**SOURCE DATA:**
>>>>
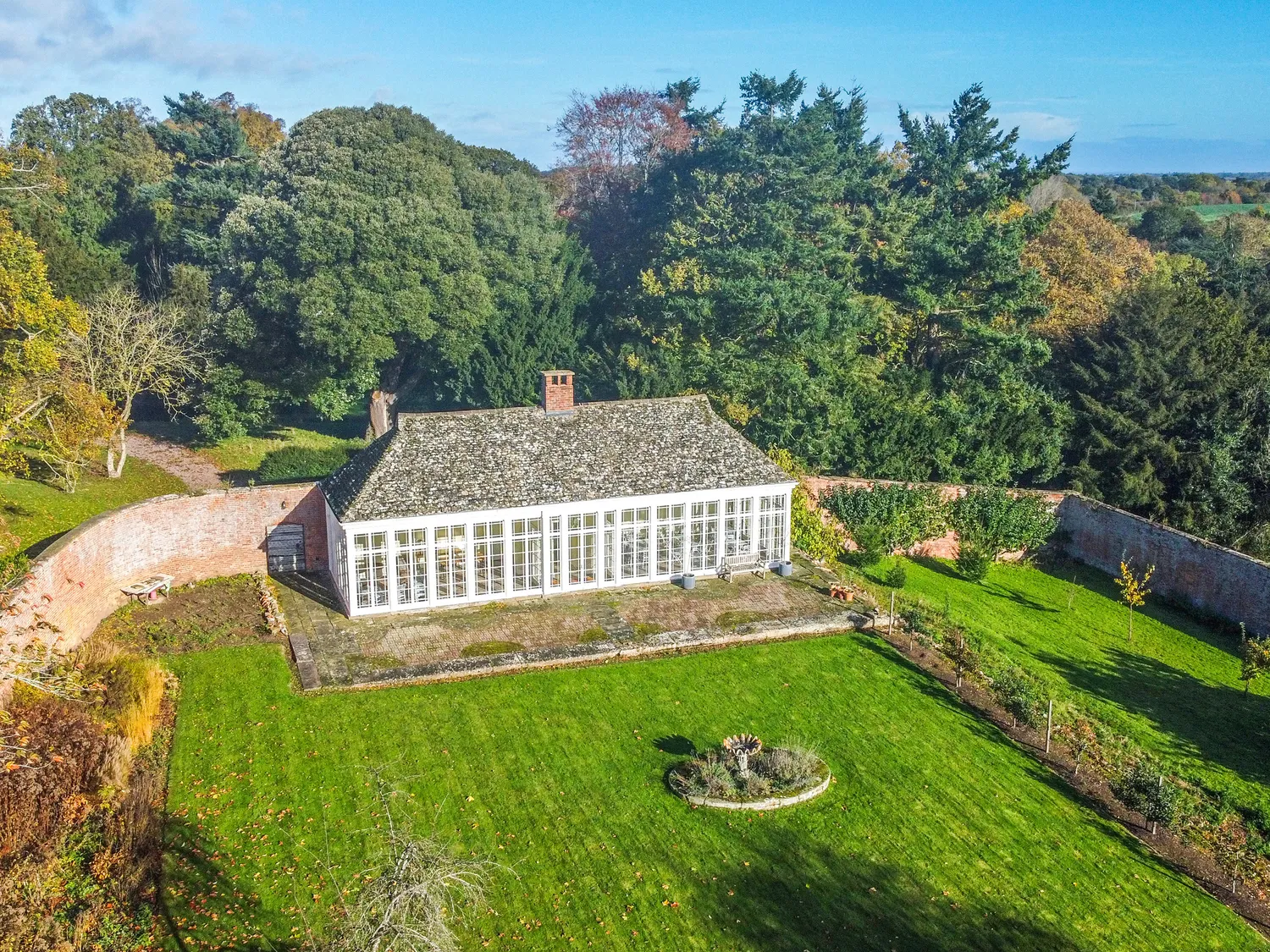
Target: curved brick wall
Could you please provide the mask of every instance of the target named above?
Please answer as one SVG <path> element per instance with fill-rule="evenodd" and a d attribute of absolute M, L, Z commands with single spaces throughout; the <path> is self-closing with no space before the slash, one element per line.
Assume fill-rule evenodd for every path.
<path fill-rule="evenodd" d="M 306 567 L 326 567 L 325 503 L 314 484 L 157 496 L 103 513 L 34 561 L 32 578 L 0 617 L 0 640 L 5 646 L 29 640 L 38 617 L 58 630 L 42 637 L 69 650 L 123 604 L 119 589 L 128 583 L 164 574 L 180 585 L 264 571 L 264 539 L 279 523 L 304 524 Z"/>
<<<<
**SHORT PROBLEM:** Rewrite the lines of the entries above, replacing "curved brick wall" with "low garden wall" and leaving everything else unchanged. Leave the picture out.

**RESPONSE:**
Target: low garden wall
Could you please provide the mask of every instance of the target named above?
Please answer as one SVG <path> element per instance with fill-rule="evenodd" and a d attribute of absolute M, L, Z commands with single spaces throughout; the <path> is self-closing with no space before the slash, one element per line.
Assume fill-rule evenodd for every path.
<path fill-rule="evenodd" d="M 306 567 L 326 567 L 325 503 L 314 484 L 157 496 L 103 513 L 34 561 L 32 578 L 0 617 L 0 640 L 5 646 L 29 640 L 38 617 L 58 630 L 42 637 L 69 650 L 123 604 L 119 589 L 128 583 L 164 574 L 180 585 L 264 571 L 264 539 L 279 523 L 304 524 Z"/>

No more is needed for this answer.